**Task description**
Beginning with the line that contains "of the curved", transcribe every line down to the end of the entries, exactly, and no other lines.

**Material provided**
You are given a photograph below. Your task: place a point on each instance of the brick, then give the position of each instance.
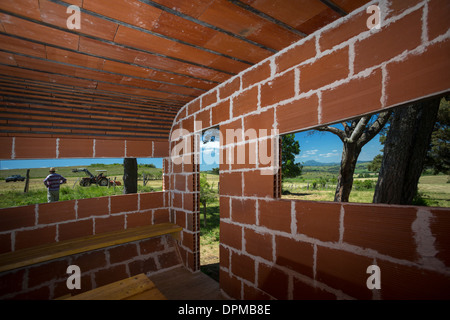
(275, 215)
(193, 107)
(46, 272)
(56, 212)
(6, 149)
(356, 97)
(75, 148)
(188, 201)
(35, 148)
(124, 203)
(418, 75)
(241, 156)
(151, 200)
(92, 207)
(140, 218)
(346, 30)
(161, 216)
(110, 275)
(224, 257)
(437, 20)
(90, 260)
(280, 88)
(258, 243)
(304, 291)
(252, 293)
(259, 183)
(35, 237)
(137, 149)
(231, 184)
(209, 98)
(273, 281)
(150, 246)
(401, 35)
(296, 55)
(344, 271)
(169, 259)
(243, 266)
(325, 70)
(400, 282)
(256, 74)
(202, 120)
(122, 253)
(243, 211)
(177, 200)
(386, 229)
(230, 88)
(440, 228)
(220, 113)
(75, 229)
(318, 220)
(245, 102)
(231, 132)
(230, 285)
(298, 114)
(160, 149)
(397, 7)
(142, 266)
(109, 224)
(225, 207)
(180, 182)
(109, 148)
(12, 281)
(261, 123)
(295, 255)
(17, 217)
(231, 235)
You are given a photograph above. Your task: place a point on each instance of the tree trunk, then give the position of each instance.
(404, 152)
(204, 214)
(130, 175)
(350, 154)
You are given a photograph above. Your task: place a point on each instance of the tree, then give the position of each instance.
(438, 155)
(291, 148)
(357, 133)
(207, 194)
(406, 145)
(130, 175)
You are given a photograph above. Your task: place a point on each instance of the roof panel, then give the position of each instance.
(149, 57)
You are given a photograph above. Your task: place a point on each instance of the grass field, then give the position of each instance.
(433, 190)
(12, 195)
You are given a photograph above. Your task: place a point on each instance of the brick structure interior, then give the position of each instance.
(269, 248)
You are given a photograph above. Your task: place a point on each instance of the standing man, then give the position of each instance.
(52, 182)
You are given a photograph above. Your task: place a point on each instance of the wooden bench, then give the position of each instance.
(139, 287)
(47, 252)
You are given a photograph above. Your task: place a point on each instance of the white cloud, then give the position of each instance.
(328, 155)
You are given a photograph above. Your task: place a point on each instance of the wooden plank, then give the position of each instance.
(152, 294)
(118, 290)
(29, 256)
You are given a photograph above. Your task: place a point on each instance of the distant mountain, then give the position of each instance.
(314, 163)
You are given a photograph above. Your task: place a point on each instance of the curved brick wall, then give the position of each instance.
(284, 249)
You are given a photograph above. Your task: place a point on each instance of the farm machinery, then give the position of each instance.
(99, 179)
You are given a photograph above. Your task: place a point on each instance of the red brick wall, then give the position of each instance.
(286, 249)
(28, 226)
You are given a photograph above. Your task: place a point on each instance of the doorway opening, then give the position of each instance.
(209, 202)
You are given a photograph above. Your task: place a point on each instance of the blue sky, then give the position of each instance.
(320, 146)
(45, 163)
(326, 147)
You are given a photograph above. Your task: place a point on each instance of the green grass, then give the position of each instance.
(12, 195)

**Response**
You are given a photograph above. Your task: place a point on each instance of the curved brick wall, then give the position of each instance.
(284, 249)
You are given a photograph above. Your task: place a point on each instance of the farm machinery, then give the position of each instance.
(99, 179)
You are given a photograph above. Your task: place a point on each instance of the red brick wall, then give the position of each instance.
(286, 249)
(28, 226)
You are given a photograph above. Your task: place a point on each instance of the doorway opening, then give the position of each instance.
(209, 202)
You are given a photograph above. Your task: place a point on each instance of the blue sky, then give the position of each instance.
(320, 146)
(45, 163)
(326, 147)
You are given a photograph above. Your task: place a point on each instance of the green grass, then give the position of each instance.
(12, 195)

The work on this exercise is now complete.